EXERCISE OBJECTIVE
Reproduce the listing from its start through the line containing "259], [442, 380]]", keeping every line, and add 131 to each number in the answer point coordinates.

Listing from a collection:
━━━━━━━━━━━━━━━━
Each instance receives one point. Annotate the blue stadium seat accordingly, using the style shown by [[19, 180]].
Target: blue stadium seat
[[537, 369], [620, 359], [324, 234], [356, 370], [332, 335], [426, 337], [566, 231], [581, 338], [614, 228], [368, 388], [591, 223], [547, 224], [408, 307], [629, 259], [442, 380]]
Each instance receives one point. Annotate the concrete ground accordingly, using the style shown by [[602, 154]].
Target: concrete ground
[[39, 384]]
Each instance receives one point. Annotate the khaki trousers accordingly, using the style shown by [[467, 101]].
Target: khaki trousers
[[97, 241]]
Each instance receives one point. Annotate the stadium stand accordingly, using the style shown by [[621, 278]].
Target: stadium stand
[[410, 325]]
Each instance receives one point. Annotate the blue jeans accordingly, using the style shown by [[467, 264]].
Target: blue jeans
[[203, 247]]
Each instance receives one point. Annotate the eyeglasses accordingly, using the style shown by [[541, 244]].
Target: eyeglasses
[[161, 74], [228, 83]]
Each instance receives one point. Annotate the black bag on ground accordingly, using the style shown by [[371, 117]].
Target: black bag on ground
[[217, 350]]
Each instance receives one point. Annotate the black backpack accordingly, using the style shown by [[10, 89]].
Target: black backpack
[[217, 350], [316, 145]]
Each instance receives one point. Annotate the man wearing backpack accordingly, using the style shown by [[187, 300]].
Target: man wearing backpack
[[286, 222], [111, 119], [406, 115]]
━━━━━━━━━━━━━━━━
RESULT OF THE EXERCISE
Each instance receives one point. Annotate the blue stadium seat accordingly, using the style shown by [[19, 180]].
Target: blue stadium seat
[[668, 500], [751, 490], [455, 365], [487, 501], [463, 466], [557, 468], [697, 362], [712, 469], [745, 359], [499, 519], [722, 354], [678, 355], [539, 438], [760, 390], [573, 511]]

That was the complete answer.